***** Data listing
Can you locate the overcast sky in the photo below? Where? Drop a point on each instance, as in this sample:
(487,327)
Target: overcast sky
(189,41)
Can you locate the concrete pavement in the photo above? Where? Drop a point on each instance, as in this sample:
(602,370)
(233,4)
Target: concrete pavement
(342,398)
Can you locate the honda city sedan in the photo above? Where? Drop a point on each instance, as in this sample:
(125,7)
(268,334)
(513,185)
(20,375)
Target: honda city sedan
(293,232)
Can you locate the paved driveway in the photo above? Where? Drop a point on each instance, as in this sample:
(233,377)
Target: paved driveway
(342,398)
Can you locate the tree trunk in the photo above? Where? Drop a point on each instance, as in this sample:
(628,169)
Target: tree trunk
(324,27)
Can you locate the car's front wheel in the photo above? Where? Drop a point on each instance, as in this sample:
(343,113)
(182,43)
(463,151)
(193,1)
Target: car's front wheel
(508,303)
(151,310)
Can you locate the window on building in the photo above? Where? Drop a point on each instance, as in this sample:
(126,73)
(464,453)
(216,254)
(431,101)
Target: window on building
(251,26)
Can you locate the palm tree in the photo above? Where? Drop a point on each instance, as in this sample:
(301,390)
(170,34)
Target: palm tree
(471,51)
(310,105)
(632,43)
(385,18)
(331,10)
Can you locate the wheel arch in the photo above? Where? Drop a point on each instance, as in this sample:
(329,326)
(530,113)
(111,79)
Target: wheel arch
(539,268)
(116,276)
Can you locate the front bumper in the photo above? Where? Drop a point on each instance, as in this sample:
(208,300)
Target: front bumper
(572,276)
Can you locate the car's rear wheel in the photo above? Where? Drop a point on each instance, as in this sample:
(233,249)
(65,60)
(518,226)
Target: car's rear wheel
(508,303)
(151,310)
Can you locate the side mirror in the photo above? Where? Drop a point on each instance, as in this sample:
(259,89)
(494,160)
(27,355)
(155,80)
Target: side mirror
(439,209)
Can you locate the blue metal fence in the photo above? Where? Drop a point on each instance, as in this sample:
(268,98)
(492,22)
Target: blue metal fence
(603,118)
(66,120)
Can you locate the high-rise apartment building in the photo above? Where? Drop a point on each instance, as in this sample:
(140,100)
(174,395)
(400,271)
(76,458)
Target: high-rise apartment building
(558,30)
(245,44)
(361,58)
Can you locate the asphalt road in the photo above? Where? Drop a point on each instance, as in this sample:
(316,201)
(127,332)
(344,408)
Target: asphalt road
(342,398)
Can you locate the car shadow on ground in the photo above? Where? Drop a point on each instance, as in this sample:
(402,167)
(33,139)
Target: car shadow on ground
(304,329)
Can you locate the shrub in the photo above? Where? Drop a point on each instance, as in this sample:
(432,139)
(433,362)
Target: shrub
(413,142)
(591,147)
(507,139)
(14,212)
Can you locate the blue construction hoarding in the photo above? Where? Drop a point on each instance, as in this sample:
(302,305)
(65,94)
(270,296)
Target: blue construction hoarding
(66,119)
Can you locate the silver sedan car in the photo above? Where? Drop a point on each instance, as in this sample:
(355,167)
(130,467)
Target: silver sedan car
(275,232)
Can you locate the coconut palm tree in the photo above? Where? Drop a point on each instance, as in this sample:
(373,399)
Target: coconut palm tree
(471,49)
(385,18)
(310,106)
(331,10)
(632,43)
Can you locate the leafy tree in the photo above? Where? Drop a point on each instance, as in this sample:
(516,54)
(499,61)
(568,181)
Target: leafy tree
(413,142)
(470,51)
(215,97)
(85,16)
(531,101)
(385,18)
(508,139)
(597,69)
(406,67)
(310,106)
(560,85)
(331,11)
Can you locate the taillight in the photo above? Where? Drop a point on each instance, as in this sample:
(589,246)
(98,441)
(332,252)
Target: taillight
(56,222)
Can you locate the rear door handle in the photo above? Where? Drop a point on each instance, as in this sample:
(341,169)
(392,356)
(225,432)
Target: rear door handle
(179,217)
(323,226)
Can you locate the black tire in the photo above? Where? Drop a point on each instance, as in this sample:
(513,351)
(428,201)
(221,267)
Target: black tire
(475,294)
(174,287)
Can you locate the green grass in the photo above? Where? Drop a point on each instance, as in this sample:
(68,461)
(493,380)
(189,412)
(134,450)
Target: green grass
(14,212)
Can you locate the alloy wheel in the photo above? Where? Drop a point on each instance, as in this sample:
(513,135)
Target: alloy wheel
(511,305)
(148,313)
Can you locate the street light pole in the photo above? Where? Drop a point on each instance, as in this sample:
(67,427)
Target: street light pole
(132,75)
**********
# Task to carry out:
Rescale the records from the line containing "Can you locate the alloy" through the end of the records, inclusive, by rewriting those lines in full, requests included, with each answer coordinate multiplied by 2.15 and rounded to a whole number, halves rounded up. Leave the sample coordinates inside the requests as they are.

# Result of this exercise:
Can you locate the alloy wheel in the photo above? Where? Drop a point on each instance, as in this sample:
(513,135)
Target: alloy wheel
(1099,656)
(318,673)
Can you locate the street light pole in the photo above? Where? Drop a point on each instance, as in this sample:
(67,427)
Target: street light pole
(284,161)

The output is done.